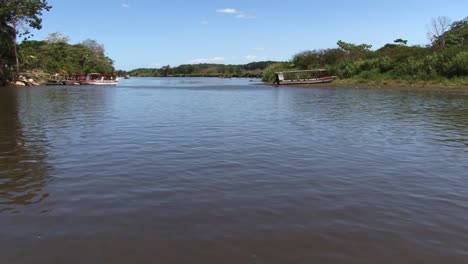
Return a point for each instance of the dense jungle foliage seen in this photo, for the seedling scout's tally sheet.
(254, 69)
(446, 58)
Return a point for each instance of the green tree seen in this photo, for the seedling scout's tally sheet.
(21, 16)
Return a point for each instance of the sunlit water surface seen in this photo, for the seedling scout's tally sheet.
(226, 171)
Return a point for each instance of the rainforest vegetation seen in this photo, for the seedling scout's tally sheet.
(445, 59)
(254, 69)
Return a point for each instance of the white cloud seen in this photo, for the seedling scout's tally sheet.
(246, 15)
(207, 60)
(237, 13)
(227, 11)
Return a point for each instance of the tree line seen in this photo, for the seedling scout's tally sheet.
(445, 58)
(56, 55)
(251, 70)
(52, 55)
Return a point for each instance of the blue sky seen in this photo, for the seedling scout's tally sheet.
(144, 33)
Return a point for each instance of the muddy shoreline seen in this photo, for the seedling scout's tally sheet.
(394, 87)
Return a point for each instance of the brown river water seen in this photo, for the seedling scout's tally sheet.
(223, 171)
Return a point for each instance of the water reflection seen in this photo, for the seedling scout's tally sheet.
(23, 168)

========================

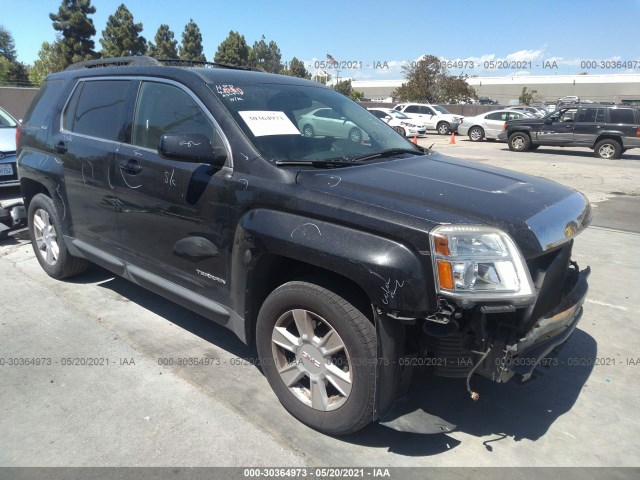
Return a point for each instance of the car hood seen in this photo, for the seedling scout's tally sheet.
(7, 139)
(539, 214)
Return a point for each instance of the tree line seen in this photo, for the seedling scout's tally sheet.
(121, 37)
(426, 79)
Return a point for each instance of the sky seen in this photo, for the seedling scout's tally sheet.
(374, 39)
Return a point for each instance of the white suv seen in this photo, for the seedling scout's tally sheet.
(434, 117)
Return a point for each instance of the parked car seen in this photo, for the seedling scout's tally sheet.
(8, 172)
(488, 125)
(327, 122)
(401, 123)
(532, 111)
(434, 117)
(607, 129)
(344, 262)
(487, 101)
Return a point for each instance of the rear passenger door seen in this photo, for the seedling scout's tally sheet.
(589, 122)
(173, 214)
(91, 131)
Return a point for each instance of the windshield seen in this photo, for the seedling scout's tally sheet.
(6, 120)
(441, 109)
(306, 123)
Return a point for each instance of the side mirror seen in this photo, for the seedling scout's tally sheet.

========================

Work order:
In the listing above, find the line containing "Return a point for each instance of the windshield" and the line containing "Return a point for each instance of the side", then retype both and every line between them exactly, with nothing else.

Output of the task:
Return a point for each instance of the windshield seen in this photo, for the seedling scout's tally sheet.
(6, 120)
(441, 109)
(306, 123)
Return a point for each instance of the side mirror seen in this photo, for the seedling scout's tally sheet.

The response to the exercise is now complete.